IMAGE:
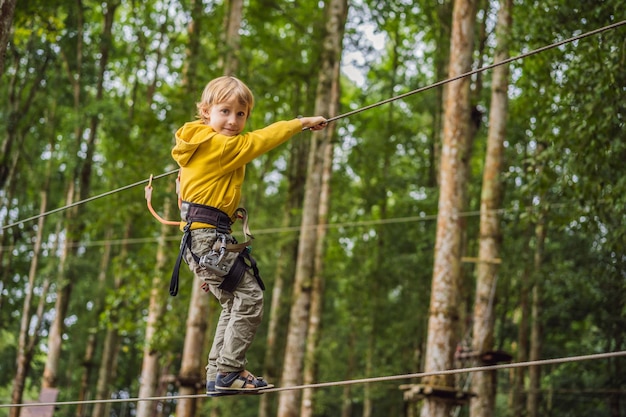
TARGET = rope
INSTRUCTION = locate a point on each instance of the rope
(485, 68)
(353, 112)
(87, 200)
(347, 382)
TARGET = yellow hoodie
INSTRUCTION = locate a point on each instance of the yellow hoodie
(212, 166)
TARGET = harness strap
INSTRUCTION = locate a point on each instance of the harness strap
(184, 245)
(192, 212)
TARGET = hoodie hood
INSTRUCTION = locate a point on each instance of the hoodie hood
(189, 138)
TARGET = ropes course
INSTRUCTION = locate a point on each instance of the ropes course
(346, 382)
(353, 112)
(363, 380)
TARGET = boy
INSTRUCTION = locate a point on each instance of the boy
(212, 154)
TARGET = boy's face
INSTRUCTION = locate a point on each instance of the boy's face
(228, 117)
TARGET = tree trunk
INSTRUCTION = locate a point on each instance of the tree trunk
(24, 356)
(305, 268)
(92, 340)
(150, 366)
(193, 357)
(317, 295)
(232, 24)
(534, 372)
(109, 351)
(483, 383)
(288, 252)
(82, 176)
(7, 9)
(443, 320)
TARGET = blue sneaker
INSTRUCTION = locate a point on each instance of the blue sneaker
(212, 392)
(235, 382)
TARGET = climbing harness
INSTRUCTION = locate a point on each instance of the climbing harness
(227, 259)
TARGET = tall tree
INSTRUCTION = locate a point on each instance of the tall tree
(79, 187)
(7, 9)
(193, 357)
(483, 383)
(288, 406)
(443, 319)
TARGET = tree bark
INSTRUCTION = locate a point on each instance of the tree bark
(24, 355)
(305, 267)
(483, 383)
(193, 356)
(150, 366)
(82, 176)
(443, 320)
(284, 271)
(232, 24)
(534, 372)
(317, 295)
(7, 10)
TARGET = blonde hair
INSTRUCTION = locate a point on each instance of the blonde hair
(221, 89)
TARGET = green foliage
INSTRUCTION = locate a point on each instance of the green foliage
(569, 102)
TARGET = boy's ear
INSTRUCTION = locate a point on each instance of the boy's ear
(205, 113)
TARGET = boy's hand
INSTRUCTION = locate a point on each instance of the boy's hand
(313, 123)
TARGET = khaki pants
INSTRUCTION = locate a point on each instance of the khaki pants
(242, 310)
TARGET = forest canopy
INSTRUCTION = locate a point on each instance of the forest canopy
(94, 91)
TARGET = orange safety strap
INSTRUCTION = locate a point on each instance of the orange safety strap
(148, 190)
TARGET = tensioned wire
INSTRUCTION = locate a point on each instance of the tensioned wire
(353, 112)
(365, 380)
(297, 228)
(346, 382)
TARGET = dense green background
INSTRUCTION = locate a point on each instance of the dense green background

## Task details:
Transcribe all data precisely. Pictures are not copied.

## Exercise solution:
IMAGE:
TARGET = rope
INSTRUCTION = locate a point on each instance of the rope
(485, 68)
(353, 112)
(87, 200)
(347, 382)
TARGET = yellow hoodie
INSTRUCTION = locate a point on each instance of the yellow hoodie
(212, 166)
TARGET = harness strap
INSTRUCTION = locate a point on each instance of the harness strap
(184, 245)
(192, 212)
TARGET = hoodie hood
INSTRUCTION = locate a point on each instance of the hoodie hood
(189, 138)
TARGET = ropes course
INSTRUCTION = locate a point on each instance of the ropes course
(346, 382)
(353, 112)
(363, 380)
TARGET = boy
INSTRUCTION = locate a point on each instance of the boy
(212, 154)
TARGET = boy's face
INSTRUCTION = locate a point on each instance of the boy's face
(228, 117)
TARGET = tree trunk
INSTRUCTION = locate a point on each instance of the tree trunk
(24, 356)
(305, 268)
(92, 340)
(150, 366)
(193, 357)
(317, 295)
(232, 24)
(534, 372)
(109, 351)
(483, 383)
(288, 252)
(82, 176)
(7, 9)
(443, 320)
TARGET = blue sneaker
INSTRUCTION = locate a point on each instance of the blue sneaker
(212, 392)
(235, 382)
TARGET = climbing harness
INSTRUCTION = locate a point on each instance of the climbing harness
(227, 259)
TARGET = tall tree
INSTRUCTION = locate a point on each instance of the tall tree
(79, 187)
(7, 9)
(193, 357)
(483, 383)
(288, 406)
(443, 319)
TARGET = tree bark
INSTRUCTION = locate a point on each instance of the tree bark
(24, 355)
(305, 267)
(483, 383)
(193, 356)
(150, 366)
(82, 176)
(443, 320)
(284, 271)
(232, 24)
(534, 372)
(317, 295)
(7, 10)
TARGET = blonde hair
INSTRUCTION = locate a point on each instance of the blonde hair
(221, 89)
TARGET = green foliage
INSTRUCTION = locate a point on each instance of the green foliage
(569, 102)
TARGET = boy's ear
INSTRUCTION = locate a point on each instance of the boy's ear
(205, 113)
TARGET = boy's hand
INSTRUCTION = locate a point on each instance of the boy's hand
(313, 123)
TARGET = khaki pants
INSTRUCTION = locate a point on each instance of the khaki pants
(242, 310)
TARGET = forest canopy
INSTRUCTION = locate a point on each instance of the forest canopy
(94, 91)
TARGET = orange safety strap
INSTRUCTION = locate a point on each instance of the orange safety strap
(148, 190)
TARGET = tensioned wire
INSTRUCTION = locate a point on each instance of the tensioned wire
(353, 112)
(365, 380)
(297, 228)
(346, 382)
TARGET = dense green background
INSTRUCTION = locate a point on each instance of the dense green background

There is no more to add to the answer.